═══ Extrait fourni

Structure sociale des noirs

Peu de pays au monde sont aussi fortement hiérarchisés que l'Afrique noire. Chaque échelon de cette armature sociale forme une caste rigoureusement fermée, qui, sans interdire des rapports empreints de cordialité, n'accepte aucune fusion par les liens du mariage. C'est cet esprit de caste, qui crée à chacune d'elles une tournure d'esprit particulière, qui se manifeste dans toutes les expressions du folklore africain.

Les chefs et leurs notables, les marabouts dans les villages islamisés, les sorciers dans les villages animistes, forment les castes supérieures.

Les griots, les cordonniers, les forgerons, les tisserands, en un mot tous ceux qui exercent les travaux manuels, sont considérés de caste inférieure.

Les cultivateurs, et certaines catégories de pêcheurs, échappent généralement à ce discrédit.

Il faut remonter avant la pénétration européenne pour comprendre comment se sont établis ces cloisonnements.

Avant cette époque, existait dans le bloc d'Afrique noire, grand quatorze fois comme la France et peuplé seulement par 21 millions d'habitants, dont 13 millions, très approximativement, pour l'A. 0. F., une foule de rois et roitelets qui, lorsqu'ils se sentaient forts, n'avaient besoin d'aucun prétexte pour partir en guerre contre leurs voisins. En dehors des troupeaux, qui constituaient un capital réserve de monnaie d'échange, et des diverses denrées comestibles, les produits les plus fructueux de ces razzias étaient les jeunes gens vigoureux, que l'on vendait sur les marchés d'esclaves, ou que l'on astreignait aux travaux d'entretien de ces hordes pillardes.

De ce régime de terreur, il résultait que les populations pacifiques et laborieuses, qui auraient pu mettre le pays en valeur, étaient particulièrement visées et décimées. Elles durent chercher refuge dans les régions les plus inhospitalières du territoire, laissant stériles les plus fortunées.

C'est pour cela que, de nos jours encore, les régions les plus riches ne sont pas toujours les plus peuplées, et ce ne sont pas forcément les éléments les plus intéressants qui s'y trouvent.

Cela pose des problèmes de main-d'œuvre difficiles à résoudre, si l'on considère que les populations laborieuses sont parfois très éloignées des centres de travail, que ce travail est saisonnier, et qu'il correspond, le plus souvent, à la période active des paysans noirs, que l'appât du gain ne tente pas.

C'est donc au cours de nombreux siècles de luttes fratricides que des générations d'hommes ont été déracinées de leurs tribus d'origine pour passer de maître en maître, de tribulation en tribulation. La plupart ont oublié leur pays d'origine dans la nuit des temps. Ils ont perdu leur caractère ethnique initial par le brassage des races, au gré des croisements les plus divers.

Dès la pénétration européenne et l'abolition de l'esclavage, ces carnages ont dû cesser ; les tribus pillardes ont vu ainsi tarir leurs sources de revenus faciles ; quant aux populations pacifiques, elles ont pu vivre en paix, se sédentariser, améliorer leur condition par des cultures locales extensives et de nombreuses variétés d'importation.

══════

Exercice écrit 1: Dans les lignes de données, de la ligne contenant « Find the exposed » jusqu'à celle contenant « <point>122,230</point> » incluse, substituez « sharp peak » à « jagged peak » et reproduisez uniquement ces lignes, sans autre modification.

═══ Données affichées

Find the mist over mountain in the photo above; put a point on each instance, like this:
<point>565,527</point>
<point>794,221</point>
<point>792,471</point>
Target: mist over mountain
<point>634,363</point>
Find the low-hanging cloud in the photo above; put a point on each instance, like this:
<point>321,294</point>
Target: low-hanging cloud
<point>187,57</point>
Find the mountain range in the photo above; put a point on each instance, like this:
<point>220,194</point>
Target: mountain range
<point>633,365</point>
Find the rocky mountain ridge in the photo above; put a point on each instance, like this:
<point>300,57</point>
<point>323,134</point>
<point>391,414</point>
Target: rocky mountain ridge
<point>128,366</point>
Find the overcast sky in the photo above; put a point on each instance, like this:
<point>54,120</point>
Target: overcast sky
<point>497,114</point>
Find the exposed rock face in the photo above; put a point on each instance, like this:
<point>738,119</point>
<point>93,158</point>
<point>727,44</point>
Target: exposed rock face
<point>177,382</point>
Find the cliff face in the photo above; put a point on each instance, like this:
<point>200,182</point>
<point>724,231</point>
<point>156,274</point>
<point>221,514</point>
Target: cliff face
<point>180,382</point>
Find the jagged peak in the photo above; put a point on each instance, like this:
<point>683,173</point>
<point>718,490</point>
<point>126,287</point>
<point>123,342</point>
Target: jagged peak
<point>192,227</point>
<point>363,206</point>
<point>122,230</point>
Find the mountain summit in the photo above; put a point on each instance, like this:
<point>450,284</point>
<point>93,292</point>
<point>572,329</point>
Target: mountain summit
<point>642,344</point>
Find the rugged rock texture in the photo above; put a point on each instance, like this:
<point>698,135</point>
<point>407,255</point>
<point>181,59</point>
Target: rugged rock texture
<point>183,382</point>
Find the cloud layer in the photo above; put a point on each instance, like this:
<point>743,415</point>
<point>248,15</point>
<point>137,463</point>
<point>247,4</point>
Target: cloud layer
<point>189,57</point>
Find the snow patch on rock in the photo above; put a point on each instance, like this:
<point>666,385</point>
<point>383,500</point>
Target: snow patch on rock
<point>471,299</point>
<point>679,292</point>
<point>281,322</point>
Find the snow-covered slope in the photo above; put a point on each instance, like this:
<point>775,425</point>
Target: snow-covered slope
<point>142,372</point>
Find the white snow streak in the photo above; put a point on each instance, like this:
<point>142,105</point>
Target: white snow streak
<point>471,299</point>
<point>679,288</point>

══════

Exercice écrit 2: Recopiez mot pour mot le passage de l'extrait sur la structure sociale qui va de « Structure sociale des » jusqu'à « de caste inférieure. » inclus.

Sortie attendue 1:
Find the exposed rock face in the photo above; put a point on each instance, like this:
<point>738,119</point>
<point>93,158</point>
<point>727,44</point>
Target: exposed rock face
<point>177,382</point>
Find the cliff face in the photo above; put a point on each instance, like this:
<point>200,182</point>
<point>724,231</point>
<point>156,274</point>
<point>221,514</point>
Target: cliff face
<point>180,382</point>
Find the sharp peak in the photo above; put a point on each instance, like this:
<point>683,173</point>
<point>718,490</point>
<point>126,287</point>
<point>123,342</point>
Target: sharp peak
<point>192,227</point>
<point>363,206</point>
<point>122,230</point>

Sortie attendue 2:
Structure sociale des noirs

Peu de pays au monde sont aussi fortement hiérarchisés que l'Afrique noire. Chaque échelon de cette armature sociale forme une caste rigoureusement fermée, qui, sans interdire des rapports empreints de cordialité, n'accepte aucune fusion par les liens du mariage. C'est cet esprit de caste, qui crée à chacune d'elles une tournure d'esprit particulière, qui se manifeste dans toutes les expressions du folklore africain.

Les chefs et leurs notables, les marabouts dans les villages islamisés, les sorciers dans les villages animistes, forment les castes supérieures.

Les griots, les cordonniers, les forgerons, les tisserands, en un mot tous ceux qui exercent les travaux manuels, sont considérés de caste inférieure.